• _Work task_
Your answer is a copy of every line in the records where "leaf" appears.

Referring expression pointing data
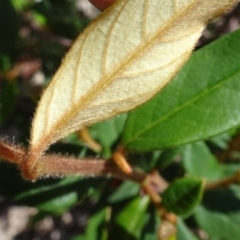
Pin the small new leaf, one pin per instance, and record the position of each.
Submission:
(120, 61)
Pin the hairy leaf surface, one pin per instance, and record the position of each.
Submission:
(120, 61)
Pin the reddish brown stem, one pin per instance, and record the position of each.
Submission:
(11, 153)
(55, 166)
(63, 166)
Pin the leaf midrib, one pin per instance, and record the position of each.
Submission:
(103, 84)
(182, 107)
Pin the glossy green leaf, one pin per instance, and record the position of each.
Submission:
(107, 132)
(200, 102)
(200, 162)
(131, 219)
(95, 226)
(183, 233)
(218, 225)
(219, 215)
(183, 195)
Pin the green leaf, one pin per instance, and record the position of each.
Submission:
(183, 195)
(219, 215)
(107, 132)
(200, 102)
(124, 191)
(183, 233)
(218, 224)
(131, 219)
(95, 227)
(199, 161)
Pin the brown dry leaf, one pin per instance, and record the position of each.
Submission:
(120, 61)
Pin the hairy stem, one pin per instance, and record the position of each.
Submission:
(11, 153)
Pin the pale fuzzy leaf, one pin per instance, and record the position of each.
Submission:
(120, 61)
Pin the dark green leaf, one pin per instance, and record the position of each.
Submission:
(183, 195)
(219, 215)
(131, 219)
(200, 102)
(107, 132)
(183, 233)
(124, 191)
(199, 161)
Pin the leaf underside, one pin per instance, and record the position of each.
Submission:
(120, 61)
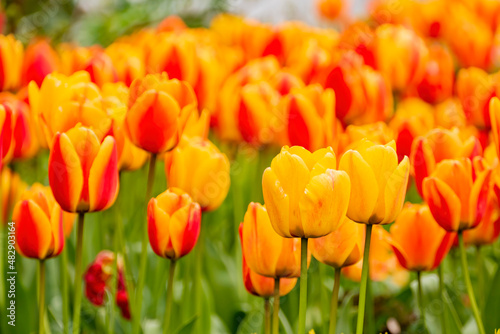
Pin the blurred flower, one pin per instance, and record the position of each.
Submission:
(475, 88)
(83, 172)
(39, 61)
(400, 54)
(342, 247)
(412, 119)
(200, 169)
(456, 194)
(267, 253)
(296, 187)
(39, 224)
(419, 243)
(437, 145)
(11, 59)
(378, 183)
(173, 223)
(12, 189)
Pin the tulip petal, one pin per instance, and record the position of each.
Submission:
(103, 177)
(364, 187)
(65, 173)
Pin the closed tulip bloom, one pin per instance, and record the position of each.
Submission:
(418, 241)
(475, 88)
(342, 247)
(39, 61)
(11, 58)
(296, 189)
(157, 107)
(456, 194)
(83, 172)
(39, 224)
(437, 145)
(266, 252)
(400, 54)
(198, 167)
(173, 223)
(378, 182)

---

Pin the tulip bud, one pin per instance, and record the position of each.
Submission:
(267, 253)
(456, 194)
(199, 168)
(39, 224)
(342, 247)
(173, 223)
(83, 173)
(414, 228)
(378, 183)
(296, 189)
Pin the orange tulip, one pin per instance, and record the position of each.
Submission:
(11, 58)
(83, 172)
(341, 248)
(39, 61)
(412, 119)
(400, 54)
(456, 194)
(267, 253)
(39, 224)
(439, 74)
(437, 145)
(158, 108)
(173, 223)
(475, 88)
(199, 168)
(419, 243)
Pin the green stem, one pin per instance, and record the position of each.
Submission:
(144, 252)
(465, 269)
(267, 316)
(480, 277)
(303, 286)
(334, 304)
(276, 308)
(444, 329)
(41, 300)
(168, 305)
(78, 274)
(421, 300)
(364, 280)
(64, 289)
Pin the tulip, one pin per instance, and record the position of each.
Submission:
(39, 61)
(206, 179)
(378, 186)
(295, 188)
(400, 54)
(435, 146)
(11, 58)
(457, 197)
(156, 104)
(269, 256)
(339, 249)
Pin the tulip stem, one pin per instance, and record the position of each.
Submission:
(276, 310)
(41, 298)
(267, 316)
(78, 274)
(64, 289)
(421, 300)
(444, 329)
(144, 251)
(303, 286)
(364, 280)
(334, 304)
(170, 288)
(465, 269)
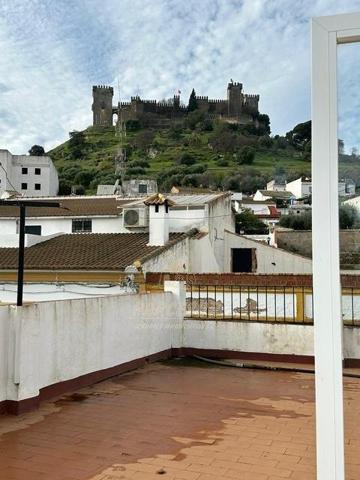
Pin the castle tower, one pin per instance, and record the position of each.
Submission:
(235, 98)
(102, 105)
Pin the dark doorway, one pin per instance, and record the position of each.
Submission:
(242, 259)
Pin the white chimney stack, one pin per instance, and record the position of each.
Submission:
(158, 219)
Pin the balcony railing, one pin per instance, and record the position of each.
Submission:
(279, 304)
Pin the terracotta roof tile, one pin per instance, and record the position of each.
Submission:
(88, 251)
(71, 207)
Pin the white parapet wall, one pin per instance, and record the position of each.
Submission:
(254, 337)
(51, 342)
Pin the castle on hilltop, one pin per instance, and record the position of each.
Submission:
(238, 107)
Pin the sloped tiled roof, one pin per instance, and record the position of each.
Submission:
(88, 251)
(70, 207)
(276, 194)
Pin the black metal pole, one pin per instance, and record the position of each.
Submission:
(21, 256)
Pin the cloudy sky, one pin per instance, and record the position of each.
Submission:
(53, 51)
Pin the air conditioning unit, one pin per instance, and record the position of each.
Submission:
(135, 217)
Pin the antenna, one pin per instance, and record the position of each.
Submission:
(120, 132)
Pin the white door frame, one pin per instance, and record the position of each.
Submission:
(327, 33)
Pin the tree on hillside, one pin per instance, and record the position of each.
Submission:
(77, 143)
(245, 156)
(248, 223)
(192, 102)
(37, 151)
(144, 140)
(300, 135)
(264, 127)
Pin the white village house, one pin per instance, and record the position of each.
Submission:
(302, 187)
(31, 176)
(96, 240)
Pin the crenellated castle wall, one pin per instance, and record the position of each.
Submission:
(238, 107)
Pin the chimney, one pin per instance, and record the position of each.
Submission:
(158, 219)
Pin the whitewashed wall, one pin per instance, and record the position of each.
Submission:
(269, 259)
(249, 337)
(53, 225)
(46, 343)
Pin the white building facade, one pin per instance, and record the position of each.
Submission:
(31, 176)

---

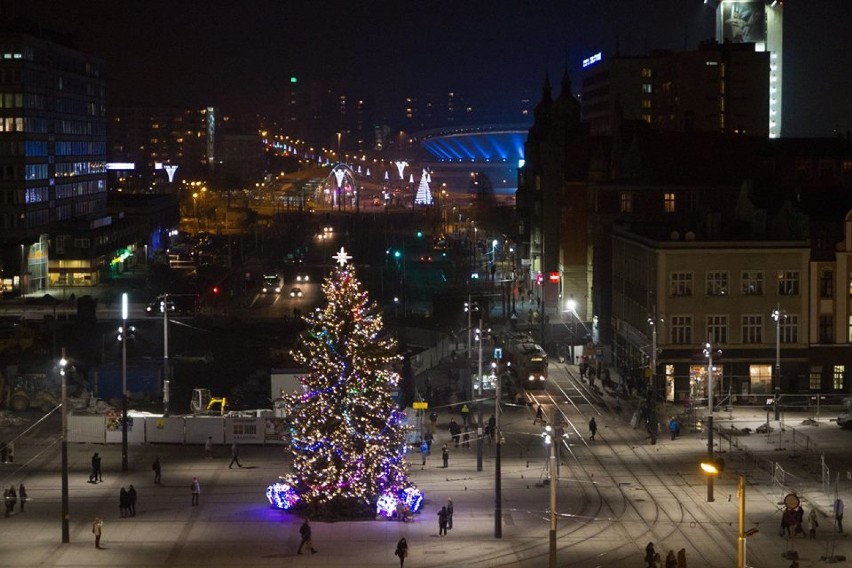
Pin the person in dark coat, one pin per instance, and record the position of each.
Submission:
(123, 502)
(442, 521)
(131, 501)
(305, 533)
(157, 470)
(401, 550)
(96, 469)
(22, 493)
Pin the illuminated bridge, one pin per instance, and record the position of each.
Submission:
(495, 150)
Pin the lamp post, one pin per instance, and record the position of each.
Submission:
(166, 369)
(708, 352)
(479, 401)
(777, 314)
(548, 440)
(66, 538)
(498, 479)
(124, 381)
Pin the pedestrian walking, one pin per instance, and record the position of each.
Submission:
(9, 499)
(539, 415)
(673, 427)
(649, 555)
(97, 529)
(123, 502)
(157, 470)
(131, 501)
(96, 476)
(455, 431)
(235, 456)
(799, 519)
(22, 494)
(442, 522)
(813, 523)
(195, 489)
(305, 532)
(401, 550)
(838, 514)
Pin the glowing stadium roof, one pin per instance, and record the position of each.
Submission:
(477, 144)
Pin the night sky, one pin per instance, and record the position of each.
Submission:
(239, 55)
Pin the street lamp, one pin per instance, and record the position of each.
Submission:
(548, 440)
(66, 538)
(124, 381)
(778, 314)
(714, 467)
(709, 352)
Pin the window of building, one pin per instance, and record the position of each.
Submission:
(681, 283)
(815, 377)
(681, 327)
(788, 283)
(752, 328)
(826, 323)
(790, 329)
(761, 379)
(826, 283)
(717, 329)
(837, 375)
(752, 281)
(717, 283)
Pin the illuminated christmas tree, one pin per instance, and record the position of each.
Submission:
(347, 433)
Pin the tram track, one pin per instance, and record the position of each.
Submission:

• _Exercise response_
Pin the small new leaf, one pin per instance, and record the position of each.
Pin the hairy leaf surface, one pin per instance, and record the position of each.
Pin the leaf midrib, one pin per instance, and record the position of each.
Pin the glossy green leaf, one pin per instance, and record the position of each.
Pin the green leaf, one pin per instance, and record the position of each.
Pin the brown dry leaf, one pin per instance, and record the position of each.
Pin the pale fuzzy leaf, one pin per instance, and record the position of each.
Pin the dark green leaf, one pin per instance, and record the position of each.
Pin the leaf underside, one pin per instance, and record the position of each.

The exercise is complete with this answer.